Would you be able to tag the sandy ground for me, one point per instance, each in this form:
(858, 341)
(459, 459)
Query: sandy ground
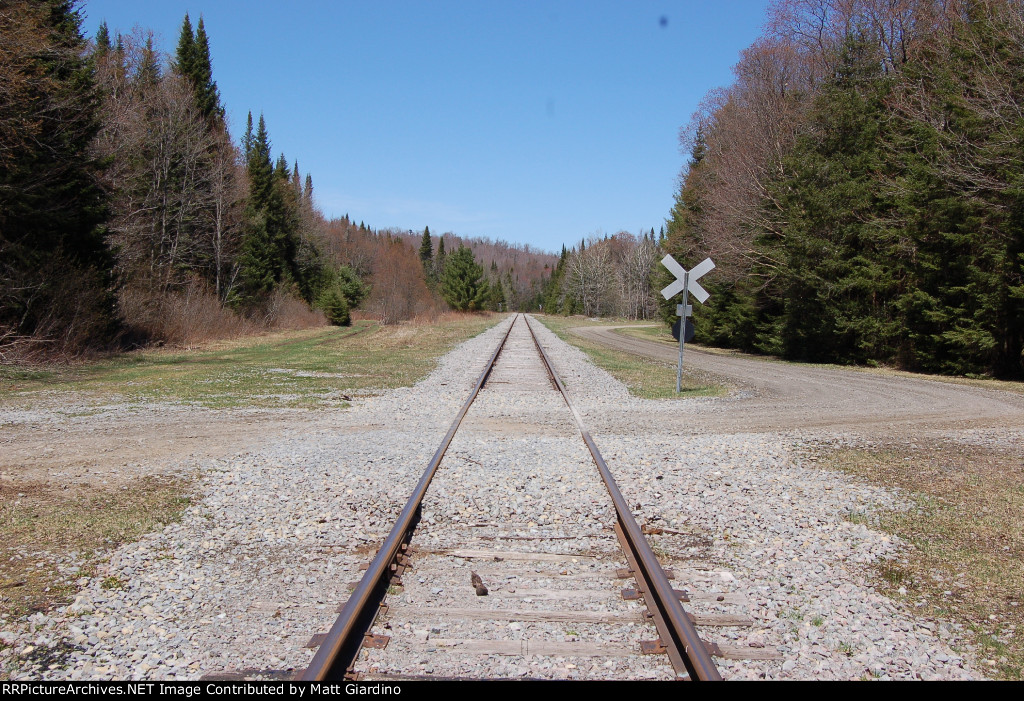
(772, 395)
(64, 441)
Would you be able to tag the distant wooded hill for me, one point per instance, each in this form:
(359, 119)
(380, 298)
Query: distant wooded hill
(129, 215)
(860, 186)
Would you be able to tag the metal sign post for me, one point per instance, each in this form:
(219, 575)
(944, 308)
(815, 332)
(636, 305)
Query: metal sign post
(686, 282)
(682, 333)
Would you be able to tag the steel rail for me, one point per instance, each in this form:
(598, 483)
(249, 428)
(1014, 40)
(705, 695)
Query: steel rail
(341, 645)
(684, 636)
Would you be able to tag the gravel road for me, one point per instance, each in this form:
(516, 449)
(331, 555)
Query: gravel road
(276, 533)
(773, 395)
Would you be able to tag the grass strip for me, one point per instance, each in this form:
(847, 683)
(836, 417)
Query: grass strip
(305, 368)
(645, 378)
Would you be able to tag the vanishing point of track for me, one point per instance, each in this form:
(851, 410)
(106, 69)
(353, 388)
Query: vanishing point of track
(521, 363)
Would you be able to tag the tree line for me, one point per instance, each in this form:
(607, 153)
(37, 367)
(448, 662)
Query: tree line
(127, 209)
(607, 276)
(860, 186)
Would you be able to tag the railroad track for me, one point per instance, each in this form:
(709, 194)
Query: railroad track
(499, 568)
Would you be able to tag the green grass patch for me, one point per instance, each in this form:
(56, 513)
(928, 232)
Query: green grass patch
(39, 519)
(967, 530)
(305, 368)
(644, 377)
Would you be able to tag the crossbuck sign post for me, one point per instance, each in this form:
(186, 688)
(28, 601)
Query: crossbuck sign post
(686, 282)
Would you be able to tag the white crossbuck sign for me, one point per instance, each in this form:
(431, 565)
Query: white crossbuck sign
(686, 282)
(686, 279)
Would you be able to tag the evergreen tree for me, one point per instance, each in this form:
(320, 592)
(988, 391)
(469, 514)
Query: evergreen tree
(259, 262)
(463, 286)
(207, 95)
(440, 259)
(55, 268)
(247, 140)
(102, 40)
(185, 58)
(148, 70)
(427, 254)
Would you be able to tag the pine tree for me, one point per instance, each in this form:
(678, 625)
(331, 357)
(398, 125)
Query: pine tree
(102, 40)
(427, 254)
(148, 70)
(439, 260)
(247, 140)
(207, 95)
(184, 57)
(259, 263)
(463, 286)
(55, 267)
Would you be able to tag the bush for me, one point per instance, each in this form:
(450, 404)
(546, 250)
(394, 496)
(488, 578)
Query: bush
(332, 301)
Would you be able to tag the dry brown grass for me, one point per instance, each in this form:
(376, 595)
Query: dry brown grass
(195, 316)
(967, 531)
(46, 530)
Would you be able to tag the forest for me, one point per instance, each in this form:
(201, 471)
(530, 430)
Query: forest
(860, 185)
(129, 216)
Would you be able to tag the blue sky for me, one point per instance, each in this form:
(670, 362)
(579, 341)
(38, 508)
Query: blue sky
(534, 122)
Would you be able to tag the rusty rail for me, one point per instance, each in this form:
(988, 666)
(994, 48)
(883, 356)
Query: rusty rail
(676, 623)
(341, 646)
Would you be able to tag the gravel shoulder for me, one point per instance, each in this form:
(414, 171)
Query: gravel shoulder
(781, 396)
(278, 531)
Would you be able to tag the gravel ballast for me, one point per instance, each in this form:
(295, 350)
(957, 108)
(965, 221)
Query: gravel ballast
(276, 535)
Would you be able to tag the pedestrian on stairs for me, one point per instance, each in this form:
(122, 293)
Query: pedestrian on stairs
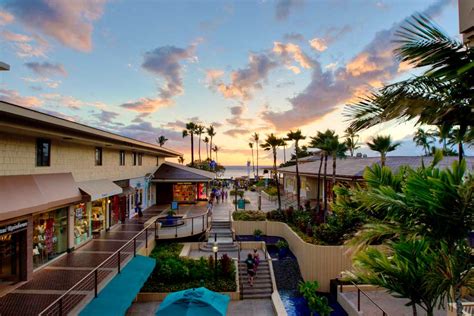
(250, 268)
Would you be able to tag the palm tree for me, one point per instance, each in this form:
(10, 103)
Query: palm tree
(296, 137)
(423, 139)
(199, 131)
(383, 145)
(441, 96)
(206, 141)
(161, 140)
(272, 143)
(256, 138)
(352, 139)
(189, 131)
(211, 133)
(253, 164)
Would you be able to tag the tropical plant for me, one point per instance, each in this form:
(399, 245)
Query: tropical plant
(352, 138)
(189, 131)
(256, 139)
(383, 145)
(161, 140)
(297, 136)
(423, 139)
(441, 96)
(211, 133)
(272, 143)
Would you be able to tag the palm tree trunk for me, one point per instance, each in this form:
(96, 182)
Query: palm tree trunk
(192, 149)
(276, 178)
(318, 206)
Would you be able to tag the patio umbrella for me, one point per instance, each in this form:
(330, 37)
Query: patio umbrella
(195, 302)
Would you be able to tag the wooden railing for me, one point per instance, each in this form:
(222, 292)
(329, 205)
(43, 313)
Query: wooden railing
(89, 286)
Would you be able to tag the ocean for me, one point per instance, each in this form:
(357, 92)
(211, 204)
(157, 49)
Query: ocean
(240, 171)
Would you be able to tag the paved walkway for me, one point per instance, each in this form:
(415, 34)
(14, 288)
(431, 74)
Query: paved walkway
(56, 278)
(248, 308)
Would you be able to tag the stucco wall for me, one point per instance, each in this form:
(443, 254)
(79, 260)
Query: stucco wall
(18, 156)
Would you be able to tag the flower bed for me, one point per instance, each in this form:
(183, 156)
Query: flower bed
(173, 273)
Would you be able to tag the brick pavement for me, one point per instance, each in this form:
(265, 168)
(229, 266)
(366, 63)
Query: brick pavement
(56, 278)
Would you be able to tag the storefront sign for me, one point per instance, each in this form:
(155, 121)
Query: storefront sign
(12, 228)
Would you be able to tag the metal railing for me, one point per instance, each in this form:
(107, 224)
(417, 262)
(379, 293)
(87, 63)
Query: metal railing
(359, 291)
(190, 226)
(88, 286)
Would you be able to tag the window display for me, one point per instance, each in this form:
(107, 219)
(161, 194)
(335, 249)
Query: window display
(49, 236)
(99, 208)
(184, 192)
(82, 230)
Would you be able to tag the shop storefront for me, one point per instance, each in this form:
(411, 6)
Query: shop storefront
(13, 252)
(50, 232)
(82, 223)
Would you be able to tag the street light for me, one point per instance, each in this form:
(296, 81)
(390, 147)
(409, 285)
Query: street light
(215, 249)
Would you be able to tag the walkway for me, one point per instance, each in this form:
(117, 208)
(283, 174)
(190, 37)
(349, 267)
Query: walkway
(53, 280)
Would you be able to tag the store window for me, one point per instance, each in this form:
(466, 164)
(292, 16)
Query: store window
(98, 156)
(99, 208)
(82, 231)
(49, 236)
(122, 158)
(43, 152)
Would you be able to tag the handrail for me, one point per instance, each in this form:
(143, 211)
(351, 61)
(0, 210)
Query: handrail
(59, 301)
(359, 290)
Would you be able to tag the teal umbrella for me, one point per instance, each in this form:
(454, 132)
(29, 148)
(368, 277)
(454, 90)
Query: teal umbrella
(195, 302)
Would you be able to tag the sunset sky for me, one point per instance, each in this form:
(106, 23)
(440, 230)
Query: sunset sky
(144, 68)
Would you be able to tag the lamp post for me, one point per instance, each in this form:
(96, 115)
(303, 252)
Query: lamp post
(215, 249)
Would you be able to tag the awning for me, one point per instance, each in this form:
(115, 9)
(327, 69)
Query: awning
(26, 194)
(98, 189)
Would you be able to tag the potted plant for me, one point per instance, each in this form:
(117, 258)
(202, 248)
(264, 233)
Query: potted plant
(282, 246)
(257, 234)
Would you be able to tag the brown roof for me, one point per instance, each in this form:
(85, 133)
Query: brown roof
(353, 167)
(173, 172)
(25, 194)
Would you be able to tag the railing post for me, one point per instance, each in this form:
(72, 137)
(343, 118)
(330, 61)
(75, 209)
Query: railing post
(95, 282)
(358, 299)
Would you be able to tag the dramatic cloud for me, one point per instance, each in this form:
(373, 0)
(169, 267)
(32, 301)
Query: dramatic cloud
(146, 105)
(318, 44)
(69, 22)
(283, 8)
(245, 81)
(292, 52)
(328, 89)
(12, 96)
(46, 69)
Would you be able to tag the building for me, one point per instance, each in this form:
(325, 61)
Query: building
(61, 183)
(348, 171)
(466, 21)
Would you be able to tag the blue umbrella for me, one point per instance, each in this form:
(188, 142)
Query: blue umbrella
(195, 302)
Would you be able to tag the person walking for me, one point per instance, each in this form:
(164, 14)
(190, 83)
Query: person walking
(250, 268)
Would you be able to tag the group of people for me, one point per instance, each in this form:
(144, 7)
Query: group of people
(252, 262)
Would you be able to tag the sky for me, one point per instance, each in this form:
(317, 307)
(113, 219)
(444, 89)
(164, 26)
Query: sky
(144, 68)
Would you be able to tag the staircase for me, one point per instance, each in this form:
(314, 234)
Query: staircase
(262, 282)
(221, 232)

——————

**Work to be completed**
Copy the data above word for word, starting at the line that contains "Would you be able to tag the staircase" and continuing through the final line of the data.

**Task response**
Would you be able to tag the staircase for me, one point per instance, each in this form:
(314, 234)
Query: staircase
(262, 282)
(221, 232)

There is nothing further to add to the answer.